**OBJECTIVE:**
From the listing that follows, output everything exactly except the pictures.

**RECORDS FOR THE TASK:**

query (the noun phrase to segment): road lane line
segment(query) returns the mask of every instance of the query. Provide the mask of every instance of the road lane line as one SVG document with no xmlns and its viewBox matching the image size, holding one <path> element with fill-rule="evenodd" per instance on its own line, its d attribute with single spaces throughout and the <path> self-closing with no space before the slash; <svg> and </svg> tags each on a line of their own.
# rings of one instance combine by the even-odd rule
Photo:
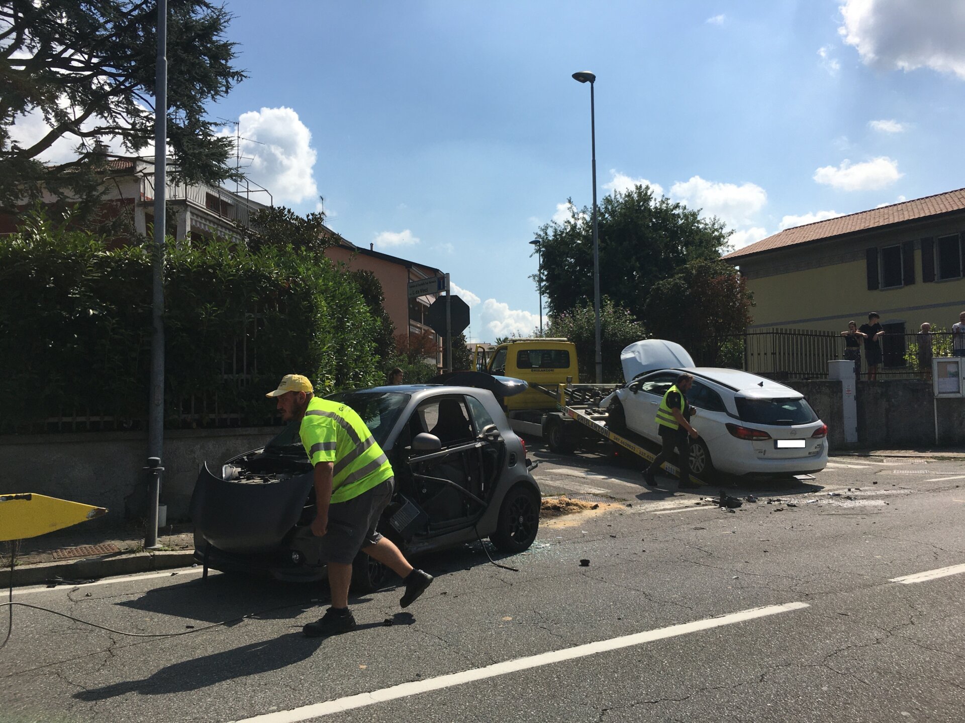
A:
<svg viewBox="0 0 965 723">
<path fill-rule="evenodd" d="M 669 628 L 660 628 L 655 630 L 622 635 L 620 637 L 610 638 L 609 640 L 578 645 L 575 648 L 565 648 L 549 653 L 541 653 L 537 656 L 517 657 L 515 660 L 507 660 L 506 662 L 494 663 L 493 665 L 486 665 L 482 668 L 473 668 L 459 673 L 450 673 L 449 675 L 437 676 L 436 678 L 429 678 L 425 681 L 403 683 L 399 685 L 381 688 L 380 690 L 349 695 L 345 698 L 326 701 L 325 703 L 315 703 L 291 710 L 279 710 L 273 713 L 256 715 L 252 718 L 234 721 L 234 723 L 296 723 L 297 721 L 309 720 L 310 718 L 318 718 L 323 715 L 365 708 L 376 703 L 385 703 L 387 701 L 398 700 L 399 698 L 408 698 L 409 696 L 419 695 L 430 690 L 441 690 L 455 685 L 464 685 L 467 683 L 482 681 L 487 678 L 495 678 L 521 670 L 538 668 L 565 660 L 573 660 L 588 656 L 594 656 L 598 653 L 608 653 L 610 651 L 620 650 L 621 648 L 649 643 L 653 640 L 684 635 L 688 632 L 697 632 L 726 625 L 733 625 L 734 623 L 742 623 L 746 620 L 754 620 L 755 618 L 763 618 L 782 612 L 801 610 L 809 606 L 807 602 L 786 602 L 783 605 L 753 607 L 749 610 L 722 615 L 718 618 L 705 618 L 693 623 L 682 623 L 680 625 L 670 626 Z"/>
<path fill-rule="evenodd" d="M 677 507 L 673 510 L 657 510 L 656 512 L 651 512 L 651 515 L 672 515 L 675 512 L 693 512 L 694 510 L 716 510 L 717 505 L 700 505 L 699 507 Z"/>
<path fill-rule="evenodd" d="M 116 582 L 133 582 L 134 580 L 150 580 L 152 577 L 173 577 L 180 576 L 182 575 L 196 575 L 204 571 L 204 568 L 199 565 L 196 568 L 178 568 L 174 570 L 166 570 L 162 573 L 150 573 L 148 575 L 134 575 L 129 577 L 108 577 L 102 580 L 95 580 L 94 582 L 78 582 L 71 584 L 69 582 L 65 582 L 60 585 L 55 585 L 54 587 L 28 587 L 23 590 L 14 590 L 14 595 L 29 595 L 31 593 L 50 593 L 55 590 L 73 590 L 75 587 L 94 587 L 95 585 L 112 585 Z M 211 573 L 217 574 L 217 571 L 212 570 Z"/>
<path fill-rule="evenodd" d="M 925 582 L 927 580 L 937 579 L 938 577 L 948 577 L 950 575 L 959 575 L 965 573 L 965 565 L 951 565 L 947 568 L 938 568 L 937 570 L 927 570 L 924 573 L 915 573 L 915 575 L 905 575 L 901 577 L 892 577 L 889 582 L 900 582 L 902 585 L 911 585 L 915 582 Z"/>
</svg>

**WRITTEN RESPONSE:**
query (the noun phrase to segment): road lane line
segment(query) returns the mask of every instance of the query. Provide the mask of every instance of the road lane line as one SVG document with no xmlns and its viewBox matching the image size, holding one <path> element with fill-rule="evenodd" per instance on its own line, its d attribute with single spaces throughout and the <path> self-closing with no space before the slash; <svg> and </svg> tags each on a line of their own.
# rings of one instance combine by the even-odd rule
Photo:
A:
<svg viewBox="0 0 965 723">
<path fill-rule="evenodd" d="M 669 628 L 660 628 L 655 630 L 622 635 L 620 637 L 610 638 L 609 640 L 578 645 L 575 648 L 565 648 L 549 653 L 541 653 L 537 656 L 517 657 L 515 660 L 507 660 L 506 662 L 494 663 L 493 665 L 486 665 L 482 668 L 473 668 L 459 673 L 450 673 L 449 675 L 437 676 L 436 678 L 429 678 L 425 681 L 403 683 L 399 685 L 381 688 L 380 690 L 349 695 L 345 698 L 326 701 L 325 703 L 315 703 L 291 710 L 279 710 L 273 713 L 256 715 L 252 718 L 234 721 L 234 723 L 296 723 L 297 721 L 309 720 L 310 718 L 318 718 L 323 715 L 365 708 L 376 703 L 385 703 L 387 701 L 398 700 L 399 698 L 408 698 L 409 696 L 419 695 L 430 690 L 441 690 L 455 685 L 464 685 L 467 683 L 482 681 L 487 678 L 495 678 L 521 670 L 538 668 L 565 660 L 573 660 L 588 656 L 594 656 L 598 653 L 608 653 L 610 651 L 620 650 L 621 648 L 649 643 L 653 640 L 684 635 L 688 632 L 697 632 L 726 625 L 733 625 L 734 623 L 742 623 L 746 620 L 754 620 L 755 618 L 763 618 L 782 612 L 801 610 L 809 606 L 807 602 L 786 602 L 783 605 L 753 607 L 749 610 L 722 615 L 718 618 L 705 618 L 693 623 L 682 623 L 680 625 L 670 626 Z"/>
<path fill-rule="evenodd" d="M 677 507 L 673 510 L 657 510 L 656 512 L 651 512 L 651 515 L 672 515 L 675 512 L 693 512 L 694 510 L 716 510 L 717 505 L 700 505 L 699 507 Z"/>
<path fill-rule="evenodd" d="M 116 582 L 133 582 L 134 580 L 150 580 L 152 577 L 173 577 L 180 576 L 182 575 L 196 575 L 204 571 L 204 568 L 199 565 L 196 568 L 178 568 L 174 570 L 166 570 L 162 573 L 150 573 L 148 575 L 134 575 L 129 577 L 108 577 L 102 580 L 95 580 L 94 582 L 78 582 L 71 584 L 69 582 L 65 582 L 60 585 L 55 585 L 54 587 L 28 587 L 23 590 L 14 590 L 14 595 L 29 595 L 31 593 L 50 593 L 55 590 L 73 590 L 75 587 L 94 587 L 95 585 L 112 585 Z M 211 573 L 217 574 L 217 571 L 212 570 Z"/>
<path fill-rule="evenodd" d="M 925 582 L 927 580 L 937 579 L 938 577 L 948 577 L 950 575 L 959 575 L 965 573 L 965 565 L 951 565 L 947 568 L 938 568 L 937 570 L 927 570 L 924 573 L 915 573 L 915 575 L 905 575 L 901 577 L 892 577 L 889 582 L 900 582 L 902 585 L 911 585 L 915 582 Z"/>
</svg>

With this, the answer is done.